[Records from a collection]
◆ ◆ ◆ ◆
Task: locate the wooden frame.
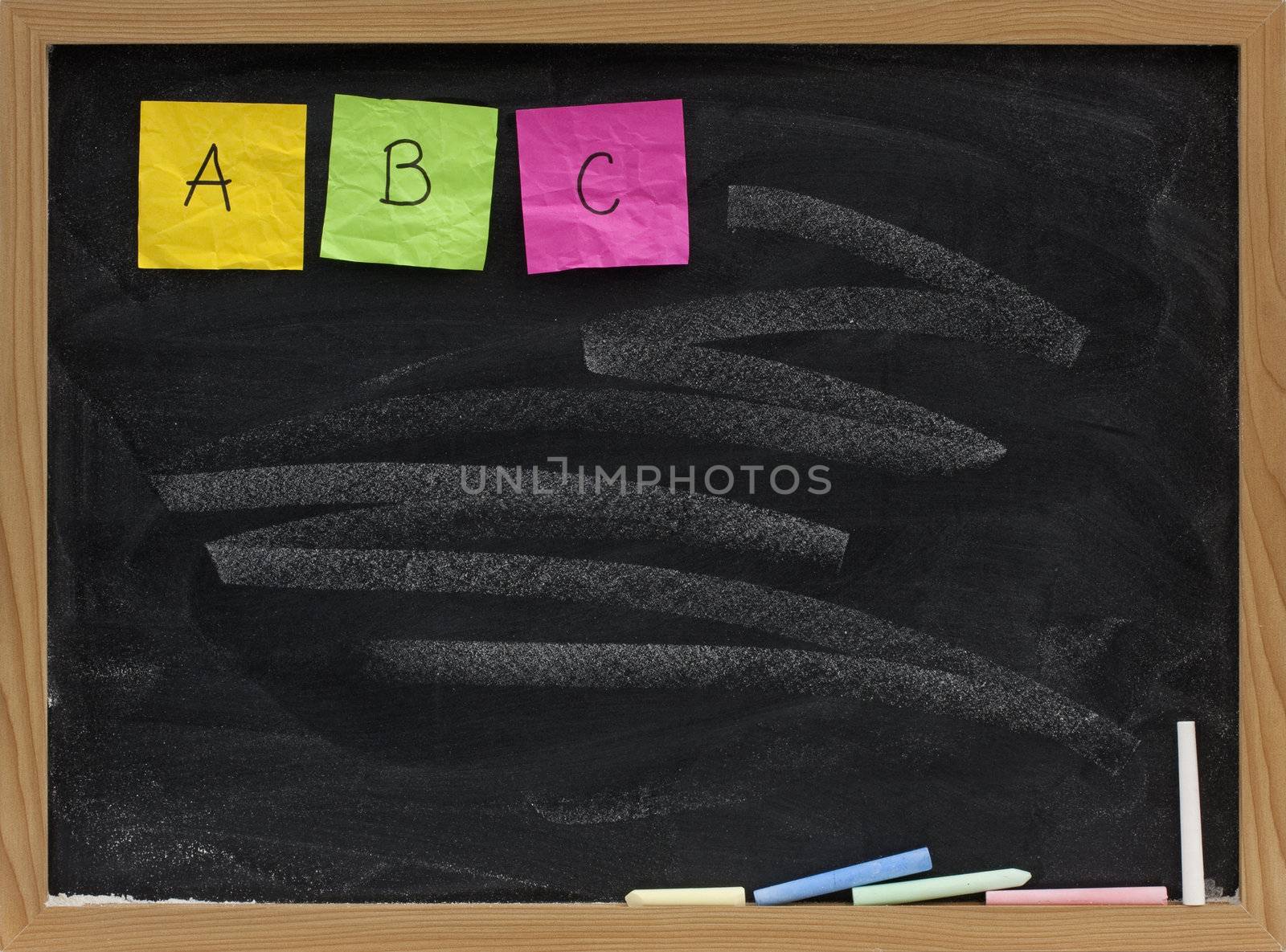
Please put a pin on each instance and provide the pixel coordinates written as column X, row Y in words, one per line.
column 27, row 27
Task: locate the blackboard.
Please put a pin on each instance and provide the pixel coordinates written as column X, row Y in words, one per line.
column 992, row 291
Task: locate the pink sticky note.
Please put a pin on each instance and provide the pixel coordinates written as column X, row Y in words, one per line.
column 604, row 186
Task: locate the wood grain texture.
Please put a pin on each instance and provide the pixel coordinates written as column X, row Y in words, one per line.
column 610, row 928
column 27, row 27
column 1263, row 474
column 660, row 21
column 23, row 480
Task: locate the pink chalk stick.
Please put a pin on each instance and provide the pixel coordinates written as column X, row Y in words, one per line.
column 1120, row 896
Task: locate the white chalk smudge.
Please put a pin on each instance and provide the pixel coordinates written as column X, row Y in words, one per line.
column 437, row 509
column 661, row 345
column 633, row 804
column 1016, row 317
column 993, row 692
column 77, row 901
column 728, row 668
column 653, row 413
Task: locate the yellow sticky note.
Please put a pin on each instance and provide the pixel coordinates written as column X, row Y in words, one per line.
column 222, row 186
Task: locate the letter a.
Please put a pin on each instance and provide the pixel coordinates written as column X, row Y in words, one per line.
column 413, row 163
column 212, row 156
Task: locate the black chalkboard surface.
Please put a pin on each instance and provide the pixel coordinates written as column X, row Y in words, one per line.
column 981, row 301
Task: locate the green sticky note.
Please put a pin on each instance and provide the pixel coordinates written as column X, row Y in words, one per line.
column 409, row 182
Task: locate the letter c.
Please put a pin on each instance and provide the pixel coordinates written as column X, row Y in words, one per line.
column 580, row 186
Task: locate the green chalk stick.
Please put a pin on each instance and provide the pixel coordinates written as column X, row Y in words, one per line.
column 938, row 887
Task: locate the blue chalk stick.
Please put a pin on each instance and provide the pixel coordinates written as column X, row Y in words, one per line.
column 835, row 880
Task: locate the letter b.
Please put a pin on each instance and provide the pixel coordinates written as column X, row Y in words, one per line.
column 413, row 163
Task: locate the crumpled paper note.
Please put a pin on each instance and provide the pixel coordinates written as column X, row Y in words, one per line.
column 604, row 186
column 246, row 208
column 409, row 182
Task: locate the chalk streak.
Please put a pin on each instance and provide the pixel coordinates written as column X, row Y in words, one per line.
column 992, row 690
column 736, row 669
column 435, row 506
column 1016, row 317
column 661, row 345
column 518, row 409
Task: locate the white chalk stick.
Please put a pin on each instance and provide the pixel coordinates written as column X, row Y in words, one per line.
column 1190, row 817
column 711, row 896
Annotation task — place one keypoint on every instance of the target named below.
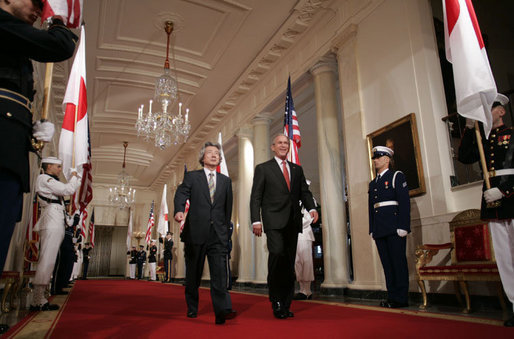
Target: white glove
(470, 123)
(43, 131)
(493, 194)
(401, 233)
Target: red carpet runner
(140, 309)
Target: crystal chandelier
(122, 195)
(164, 127)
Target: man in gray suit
(278, 187)
(206, 231)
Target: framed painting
(402, 137)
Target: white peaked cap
(52, 160)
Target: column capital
(263, 118)
(326, 63)
(245, 132)
(344, 38)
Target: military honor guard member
(278, 187)
(132, 262)
(304, 265)
(206, 231)
(168, 256)
(140, 260)
(86, 257)
(50, 226)
(152, 261)
(499, 150)
(389, 224)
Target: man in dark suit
(85, 260)
(389, 224)
(278, 187)
(206, 231)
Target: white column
(335, 256)
(246, 267)
(261, 143)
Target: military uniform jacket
(53, 214)
(22, 43)
(498, 151)
(85, 253)
(385, 220)
(141, 256)
(168, 248)
(133, 257)
(152, 256)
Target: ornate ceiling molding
(290, 32)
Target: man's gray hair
(202, 151)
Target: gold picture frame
(402, 136)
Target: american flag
(83, 228)
(151, 222)
(92, 230)
(291, 127)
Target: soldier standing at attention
(152, 261)
(499, 150)
(50, 226)
(132, 262)
(85, 260)
(389, 224)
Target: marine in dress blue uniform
(499, 154)
(21, 43)
(389, 223)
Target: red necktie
(286, 174)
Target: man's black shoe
(509, 322)
(45, 307)
(3, 328)
(49, 307)
(230, 314)
(300, 296)
(394, 304)
(220, 319)
(278, 310)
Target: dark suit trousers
(392, 254)
(167, 269)
(282, 252)
(11, 200)
(216, 254)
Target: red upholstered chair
(472, 258)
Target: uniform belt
(499, 173)
(386, 203)
(48, 200)
(16, 97)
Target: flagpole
(483, 163)
(38, 145)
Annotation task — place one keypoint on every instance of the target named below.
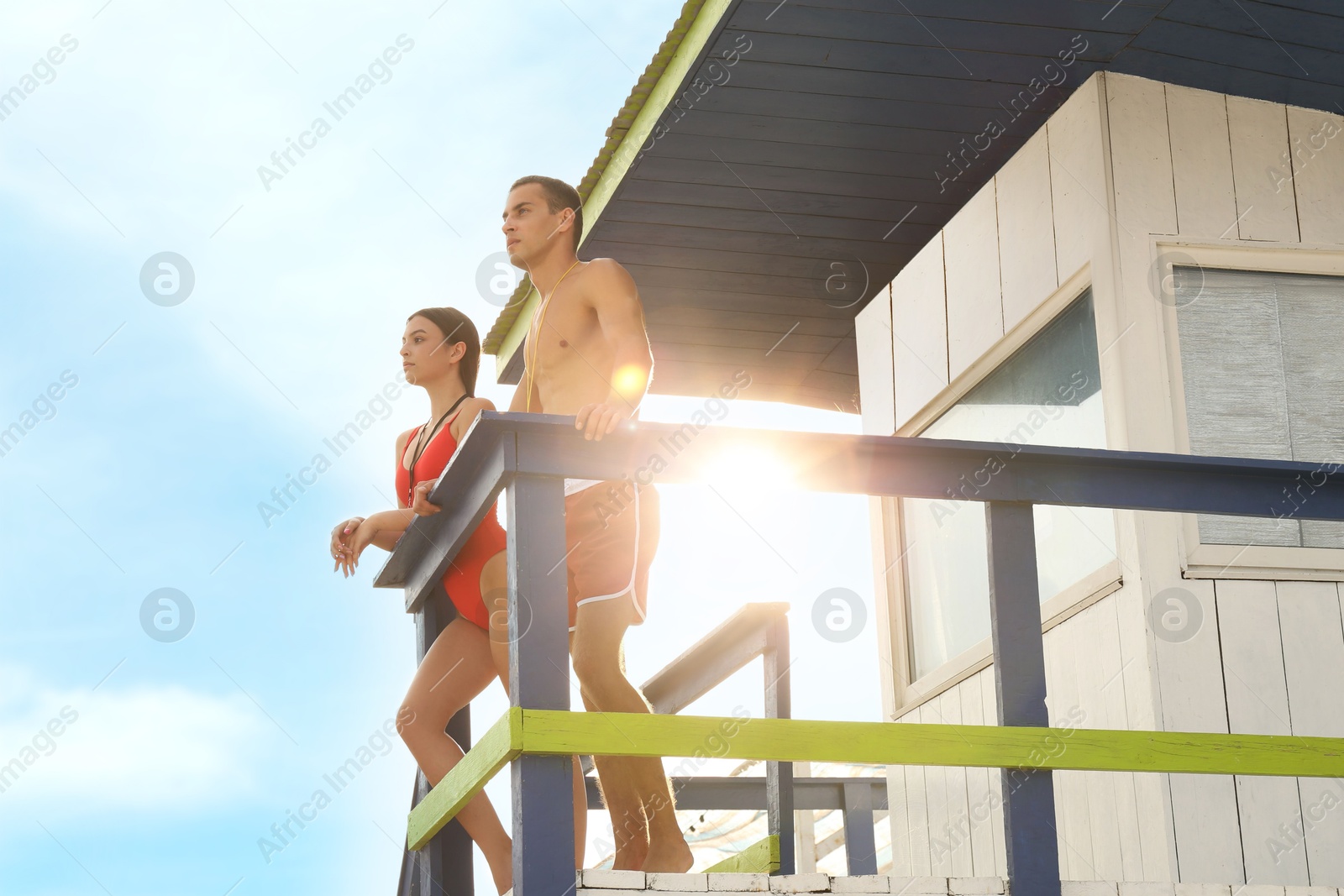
◆ ◆ ◆ ◆
Task goal
What's needed here is an exact repeat of all the records above, pictures excluded.

Exercise response
Task: locate the wooden frame.
Please put a pin on each instance and provide the pixel coordinates written as column X, row Y in words, one per line.
column 27, row 27
Task: locate the blackboard.
Please put a pin on each instance and provide the pixel coordinates written as column X, row Y in words, one per line.
column 992, row 291
Task: locate the pink sticky note.
Please put a pin on each instance and provide the pixel coordinates written as column X, row Y in words, one per line.
column 604, row 186
Task: locate the wood grain texture.
Please put a pin on each instance and provide the pixel coordinates written as column X, row Y in words, one per line.
column 610, row 928
column 27, row 27
column 1263, row 474
column 660, row 21
column 23, row 480
Task: locate the pink chalk stick.
Please put a pin on each instance and provide the pixel coordinates written as column X, row Y in words, one per line.
column 1120, row 896
Task: locate the white chalk smudge.
Please put a pin on each instance and provide the pixel coordinates written as column X, row Y in words, one per line.
column 437, row 509
column 661, row 345
column 633, row 804
column 1016, row 317
column 993, row 692
column 77, row 901
column 728, row 668
column 653, row 413
Task: locate the yellow sticky note.
Please put a pin on each instance and provide the pixel coordinates written as column X, row Y in words, one per line.
column 222, row 186
Task: locate the letter a.
Please put a pin on each instance and provide the pixel coordinates written as column X, row Y in words, one per line.
column 413, row 163
column 212, row 156
Task: locate the black chalkboard surface.
Please put a pin on each instance and provide the pixel coordinates written as column X, row Y in words, one per line.
column 981, row 301
Task: locate the green sticky note.
Please put a pin on each instance and provide the pixel coordinates written as column X, row Y in words, one per line.
column 409, row 182
Task: locate the letter c.
Please put a pin on each instance and provide the pixel coordinates written as column X, row Y in words, one per line.
column 580, row 186
Task: locate the green chalk stick.
Please put a pin on each instance and provide the pixel coordinates written as column X, row Y in words, one per line.
column 938, row 887
Task: locate the blue chalk stick.
Please put a pin on each instance and provide the pixel coordinates written as column X, row Y in words, one per line.
column 835, row 880
Task: locate the letter b.
Please put a pin on each instance and provide the pixel coordinates written as column X, row Y in words, one per line.
column 413, row 163
Task: locate the crumpled paper note.
Please put a pin on each instance and provide the pixel coordinates written as column X, row Y in words, one per line.
column 604, row 186
column 246, row 208
column 409, row 182
Task: locate the chalk streak.
Please put a pin on each instance and provide the pixel coordinates written as column X, row Y in words, one per line.
column 992, row 690
column 736, row 669
column 435, row 506
column 1016, row 317
column 661, row 345
column 518, row 409
Task: locate the white chalk stick.
Please put a pin on each instance and provide the pixel coordinates written as column X, row Y in words, one per line.
column 1190, row 817
column 711, row 896
Annotation task — place one keypoint on every instance of the target named below.
Target: white glove
(470, 123)
(43, 131)
(493, 194)
(401, 233)
Target: red carpet runner
(140, 309)
Target: crystal chandelier
(122, 195)
(164, 127)
Target: man in gray suit
(278, 187)
(206, 231)
Target: framed painting
(402, 137)
Target: white peaked cap
(52, 160)
Target: column capital
(263, 118)
(326, 63)
(245, 132)
(344, 38)
Target: military honor guard member
(278, 187)
(132, 262)
(304, 265)
(206, 231)
(168, 256)
(140, 260)
(86, 257)
(50, 226)
(152, 261)
(499, 150)
(389, 224)
Target: man in dark suit
(85, 260)
(389, 224)
(278, 187)
(206, 231)
Target: white column
(335, 256)
(246, 267)
(261, 143)
Target: military uniform jacket
(53, 214)
(22, 43)
(498, 151)
(85, 253)
(385, 220)
(141, 256)
(168, 248)
(133, 257)
(152, 256)
Target: ornate ceiling molding
(290, 32)
Target: man's gray hair
(202, 151)
Target: gold picture frame
(402, 136)
Target: american flag
(83, 228)
(151, 222)
(92, 230)
(291, 127)
Target: soldier standing at attention
(152, 261)
(499, 150)
(50, 226)
(132, 262)
(85, 260)
(389, 224)
Target: marine in dress blue uniform
(499, 154)
(21, 43)
(389, 223)
Target: red necktie
(286, 174)
Target: man's black shoe
(509, 322)
(45, 307)
(3, 328)
(49, 307)
(230, 314)
(300, 296)
(394, 304)
(220, 319)
(278, 310)
Target: dark suit trousers
(392, 254)
(167, 269)
(282, 252)
(11, 200)
(216, 254)
Target: red upholstered chair
(472, 258)
Target: uniform belt
(499, 173)
(386, 203)
(48, 200)
(16, 97)
Target: flagpole
(483, 163)
(38, 145)
Annotation task — place one keypoint on every instance of the target named below.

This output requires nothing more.